Assigned task: Copy the data precisely, keeping every character.
****************************************
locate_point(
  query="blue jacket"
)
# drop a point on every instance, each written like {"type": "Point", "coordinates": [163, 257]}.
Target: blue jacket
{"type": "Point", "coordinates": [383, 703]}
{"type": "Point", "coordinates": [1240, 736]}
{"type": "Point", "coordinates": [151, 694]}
****************************************
Answer to the exercise:
locate_point(
  query="blue jacket"
)
# drop a point on every instance, each written like {"type": "Point", "coordinates": [163, 257]}.
Target: blue jacket
{"type": "Point", "coordinates": [383, 703]}
{"type": "Point", "coordinates": [1240, 736]}
{"type": "Point", "coordinates": [151, 694]}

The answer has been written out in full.